** Extracted data follows **

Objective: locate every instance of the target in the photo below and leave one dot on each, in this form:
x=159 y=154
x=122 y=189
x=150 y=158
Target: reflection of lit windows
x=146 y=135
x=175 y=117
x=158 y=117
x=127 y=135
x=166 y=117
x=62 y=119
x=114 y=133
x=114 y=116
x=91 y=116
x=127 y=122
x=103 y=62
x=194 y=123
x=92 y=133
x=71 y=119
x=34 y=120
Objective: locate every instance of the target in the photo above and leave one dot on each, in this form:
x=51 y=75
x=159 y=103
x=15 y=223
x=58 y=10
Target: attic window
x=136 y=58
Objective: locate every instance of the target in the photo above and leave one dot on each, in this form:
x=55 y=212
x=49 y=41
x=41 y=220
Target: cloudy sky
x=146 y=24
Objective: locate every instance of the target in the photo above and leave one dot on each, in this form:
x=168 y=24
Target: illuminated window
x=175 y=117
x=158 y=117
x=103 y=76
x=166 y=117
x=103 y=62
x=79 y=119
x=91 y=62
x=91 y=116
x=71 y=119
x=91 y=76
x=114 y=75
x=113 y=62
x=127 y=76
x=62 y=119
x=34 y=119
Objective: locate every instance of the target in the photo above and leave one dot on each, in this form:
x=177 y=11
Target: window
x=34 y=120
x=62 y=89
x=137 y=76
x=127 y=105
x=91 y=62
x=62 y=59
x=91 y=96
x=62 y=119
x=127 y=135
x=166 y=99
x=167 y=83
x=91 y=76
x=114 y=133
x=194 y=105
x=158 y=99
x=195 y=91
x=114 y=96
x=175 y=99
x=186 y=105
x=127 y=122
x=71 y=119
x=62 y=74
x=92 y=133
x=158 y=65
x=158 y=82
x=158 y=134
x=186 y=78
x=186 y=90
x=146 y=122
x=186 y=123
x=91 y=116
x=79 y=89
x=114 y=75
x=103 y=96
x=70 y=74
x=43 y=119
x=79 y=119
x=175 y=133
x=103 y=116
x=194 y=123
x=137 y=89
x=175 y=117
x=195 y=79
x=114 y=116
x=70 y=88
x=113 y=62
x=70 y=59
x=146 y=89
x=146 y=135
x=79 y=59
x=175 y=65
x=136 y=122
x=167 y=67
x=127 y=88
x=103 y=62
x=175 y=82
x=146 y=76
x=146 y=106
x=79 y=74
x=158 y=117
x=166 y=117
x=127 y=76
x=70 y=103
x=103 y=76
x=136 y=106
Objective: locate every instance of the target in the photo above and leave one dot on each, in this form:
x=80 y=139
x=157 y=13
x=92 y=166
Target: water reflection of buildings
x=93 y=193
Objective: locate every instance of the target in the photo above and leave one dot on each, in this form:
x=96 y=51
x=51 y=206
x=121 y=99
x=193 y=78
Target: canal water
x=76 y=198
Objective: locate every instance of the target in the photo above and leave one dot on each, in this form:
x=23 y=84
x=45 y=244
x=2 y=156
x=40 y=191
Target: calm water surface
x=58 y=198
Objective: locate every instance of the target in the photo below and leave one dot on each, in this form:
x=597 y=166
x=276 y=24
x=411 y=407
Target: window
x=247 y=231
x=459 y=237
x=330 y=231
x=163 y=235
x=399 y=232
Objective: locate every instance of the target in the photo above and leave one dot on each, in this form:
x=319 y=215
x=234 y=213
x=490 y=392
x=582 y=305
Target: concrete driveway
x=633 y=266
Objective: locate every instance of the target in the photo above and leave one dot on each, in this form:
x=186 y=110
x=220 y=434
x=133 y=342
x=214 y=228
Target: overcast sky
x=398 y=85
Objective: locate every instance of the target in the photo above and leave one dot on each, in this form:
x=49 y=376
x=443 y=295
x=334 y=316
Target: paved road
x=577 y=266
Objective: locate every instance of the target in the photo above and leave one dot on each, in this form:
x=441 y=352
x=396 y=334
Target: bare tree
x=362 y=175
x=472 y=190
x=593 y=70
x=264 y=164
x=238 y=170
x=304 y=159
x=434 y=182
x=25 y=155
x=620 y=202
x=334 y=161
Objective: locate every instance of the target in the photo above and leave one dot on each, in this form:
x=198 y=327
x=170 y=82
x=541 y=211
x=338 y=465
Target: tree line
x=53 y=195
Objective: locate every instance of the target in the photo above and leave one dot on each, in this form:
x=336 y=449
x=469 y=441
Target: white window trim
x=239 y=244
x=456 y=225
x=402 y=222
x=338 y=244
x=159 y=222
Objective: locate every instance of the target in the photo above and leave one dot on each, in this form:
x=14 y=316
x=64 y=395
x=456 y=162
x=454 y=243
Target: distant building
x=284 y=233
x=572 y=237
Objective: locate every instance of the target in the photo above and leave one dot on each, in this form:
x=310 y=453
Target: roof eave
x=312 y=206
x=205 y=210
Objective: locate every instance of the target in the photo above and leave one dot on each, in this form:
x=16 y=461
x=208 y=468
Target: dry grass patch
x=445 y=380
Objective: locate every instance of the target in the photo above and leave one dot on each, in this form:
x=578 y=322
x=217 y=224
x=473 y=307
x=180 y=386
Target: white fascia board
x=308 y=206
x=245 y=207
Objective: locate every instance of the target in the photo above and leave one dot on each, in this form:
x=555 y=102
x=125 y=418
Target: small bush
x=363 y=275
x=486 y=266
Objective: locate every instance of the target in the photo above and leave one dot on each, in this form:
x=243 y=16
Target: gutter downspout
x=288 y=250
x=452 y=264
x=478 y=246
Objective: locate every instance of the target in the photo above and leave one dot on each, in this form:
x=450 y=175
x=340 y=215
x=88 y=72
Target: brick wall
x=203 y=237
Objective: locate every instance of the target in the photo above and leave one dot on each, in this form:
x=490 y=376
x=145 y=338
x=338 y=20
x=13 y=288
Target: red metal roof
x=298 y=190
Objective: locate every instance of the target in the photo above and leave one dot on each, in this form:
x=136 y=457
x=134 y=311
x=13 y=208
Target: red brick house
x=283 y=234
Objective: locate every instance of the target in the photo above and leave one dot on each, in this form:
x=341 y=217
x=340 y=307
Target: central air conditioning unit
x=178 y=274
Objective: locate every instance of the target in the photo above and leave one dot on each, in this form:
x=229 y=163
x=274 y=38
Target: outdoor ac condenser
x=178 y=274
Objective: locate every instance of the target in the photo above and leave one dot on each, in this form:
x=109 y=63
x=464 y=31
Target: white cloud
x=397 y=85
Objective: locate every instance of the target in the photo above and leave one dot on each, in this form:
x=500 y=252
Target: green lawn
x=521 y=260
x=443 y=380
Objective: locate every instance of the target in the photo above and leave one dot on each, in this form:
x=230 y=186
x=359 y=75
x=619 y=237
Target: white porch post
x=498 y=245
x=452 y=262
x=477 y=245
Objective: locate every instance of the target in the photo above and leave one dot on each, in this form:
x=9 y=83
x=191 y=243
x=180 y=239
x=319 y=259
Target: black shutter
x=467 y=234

** End of Extracted data **

Directions: Take the lines above and retype all of them exactly.

Solution below:
Objective: locate every instance of the target in the photo below and leave one dot on each, in this form:
x=159 y=154
x=122 y=189
x=150 y=158
Target: reflection of lit windows
x=146 y=135
x=175 y=117
x=158 y=117
x=127 y=135
x=166 y=117
x=62 y=119
x=114 y=133
x=114 y=116
x=91 y=116
x=127 y=122
x=103 y=62
x=194 y=123
x=92 y=133
x=71 y=119
x=34 y=120
Objective: locate every instance of the target in the photo above and leave one dot on each, in this form:
x=51 y=75
x=159 y=103
x=15 y=223
x=58 y=10
Target: attic window
x=136 y=58
Objective: locate every instance of the target in the photo above and leave one dot on each, in this form:
x=55 y=212
x=49 y=41
x=41 y=220
Target: cloudy sky
x=146 y=24
Objective: locate every instance of the target in the photo above and leave one dot on each, in this form:
x=168 y=24
Target: illuminated window
x=175 y=117
x=158 y=117
x=103 y=76
x=166 y=117
x=103 y=62
x=79 y=119
x=91 y=62
x=91 y=116
x=71 y=119
x=91 y=76
x=114 y=75
x=113 y=62
x=127 y=76
x=62 y=119
x=34 y=119
Objective: locate every instance of the target in the photo above and leave one dot on each, in this form:
x=177 y=11
Target: window
x=34 y=120
x=62 y=89
x=137 y=76
x=127 y=105
x=91 y=62
x=62 y=59
x=91 y=96
x=62 y=119
x=127 y=135
x=166 y=99
x=167 y=83
x=91 y=76
x=114 y=133
x=194 y=105
x=158 y=99
x=195 y=91
x=114 y=96
x=175 y=99
x=186 y=105
x=127 y=122
x=71 y=119
x=62 y=74
x=92 y=133
x=158 y=65
x=158 y=82
x=158 y=134
x=186 y=78
x=186 y=90
x=146 y=122
x=186 y=123
x=91 y=116
x=79 y=89
x=114 y=75
x=103 y=96
x=70 y=74
x=43 y=119
x=79 y=119
x=175 y=133
x=103 y=116
x=194 y=123
x=137 y=89
x=175 y=117
x=195 y=79
x=114 y=116
x=70 y=88
x=113 y=62
x=70 y=59
x=146 y=89
x=146 y=135
x=79 y=59
x=175 y=65
x=136 y=122
x=167 y=67
x=127 y=88
x=103 y=62
x=175 y=82
x=146 y=76
x=146 y=106
x=79 y=74
x=158 y=117
x=166 y=117
x=127 y=76
x=70 y=103
x=103 y=76
x=136 y=106
Objective: locate every instance of the target in the photo above and leave one dot on each, in this form:
x=80 y=139
x=157 y=13
x=92 y=166
Target: water reflection of buildings
x=93 y=193
Objective: locate every instance of the target in the photo above and leave one dot on each, in this form:
x=96 y=51
x=51 y=206
x=121 y=99
x=193 y=78
Target: canal water
x=76 y=198
Objective: locate every instance of the target in the photo above and leave one dot on each, in this form:
x=23 y=84
x=45 y=244
x=2 y=156
x=40 y=191
Target: calm water surface
x=58 y=198
Objective: locate every instance of the target in the photo below and leave one dot on each, in this form:
x=597 y=166
x=276 y=24
x=411 y=407
Target: window
x=247 y=231
x=459 y=237
x=330 y=231
x=163 y=235
x=399 y=232
Objective: locate every instance of the target in the photo above and leave one dot on each, in this form:
x=319 y=215
x=234 y=213
x=490 y=392
x=582 y=305
Target: concrete driveway
x=633 y=266
Objective: locate every instance of the target in the photo above and leave one dot on each, in this form:
x=186 y=110
x=220 y=434
x=133 y=342
x=214 y=228
Target: overcast sky
x=398 y=85
Objective: locate every instance of the target in the photo above and leave one dot on each, in this form:
x=49 y=376
x=443 y=295
x=334 y=316
Target: paved road
x=577 y=266
Objective: locate every instance of the target in the photo above and leave one dot on each, in this form:
x=441 y=352
x=396 y=334
Target: bare tree
x=362 y=175
x=472 y=190
x=593 y=70
x=264 y=164
x=238 y=170
x=304 y=159
x=434 y=182
x=25 y=155
x=620 y=202
x=334 y=161
Objective: locate every instance of the target in the photo above and leave one dot on each, in this form:
x=198 y=327
x=170 y=82
x=541 y=211
x=338 y=465
Target: tree line
x=53 y=195
Objective: locate every instance of the target in the photo above and leave one dot on each, in this form:
x=336 y=449
x=469 y=441
Target: white window trim
x=239 y=244
x=456 y=225
x=402 y=222
x=338 y=244
x=159 y=222
Objective: locate every instance of the target in the photo above and leave one dot on each, in this form:
x=14 y=316
x=64 y=395
x=456 y=162
x=454 y=243
Target: distant building
x=284 y=233
x=572 y=237
Objective: locate every instance of the target in the photo above and leave one dot on each, in this form:
x=310 y=453
Target: roof eave
x=312 y=206
x=205 y=210
Objective: locate every instance of the target in the photo above and leave one dot on each, in this form:
x=16 y=461
x=208 y=468
Target: dry grass patch
x=445 y=380
Objective: locate every instance of the target in the photo above and leave one dot on each, in this form:
x=578 y=322
x=217 y=224
x=473 y=307
x=180 y=386
Target: white fascia board
x=308 y=206
x=245 y=207
Objective: locate every instance of the target in the photo above and leave one dot on each, in this form:
x=555 y=102
x=125 y=418
Target: small bush
x=363 y=275
x=486 y=266
Objective: locate every instance of the target in the photo above and leave one dot on each, in this form:
x=243 y=16
Target: gutter downspout
x=288 y=250
x=452 y=264
x=478 y=246
Objective: locate every instance of the target in the photo above and leave one dot on each, in this form:
x=450 y=175
x=340 y=215
x=88 y=72
Target: brick wall
x=203 y=237
Objective: locate every instance of the target in the photo above and leave one dot on each, in this form:
x=490 y=376
x=145 y=338
x=338 y=20
x=13 y=288
Target: red metal roof
x=298 y=190
Objective: locate every instance of the target in the photo above and leave one dot on each, in this form:
x=136 y=457
x=134 y=311
x=13 y=208
Target: red brick house
x=283 y=234
Objective: locate every instance of the target in the photo above and leave one dot on each, in this form:
x=341 y=217
x=340 y=307
Target: central air conditioning unit
x=178 y=274
Objective: locate every instance of the target in the photo above and leave one dot on each, in this form:
x=229 y=163
x=274 y=38
Target: outdoor ac condenser
x=178 y=274
Objective: locate every instance of the target in the photo above and leave one dot on each, in this form:
x=109 y=63
x=464 y=31
Target: white cloud
x=397 y=85
Objective: locate every instance of the target in the photo above and leave one dot on each, in this form:
x=500 y=252
Target: green lawn
x=521 y=260
x=443 y=380
Objective: locate every instance of the target in the photo above and leave one dot on each, in this form:
x=230 y=186
x=359 y=75
x=619 y=237
Target: white porch post
x=498 y=245
x=452 y=262
x=477 y=245
Objective: locate every instance of the target in the photo above and leave one dot on each, in this form:
x=9 y=83
x=191 y=243
x=180 y=239
x=319 y=259
Target: black shutter
x=467 y=234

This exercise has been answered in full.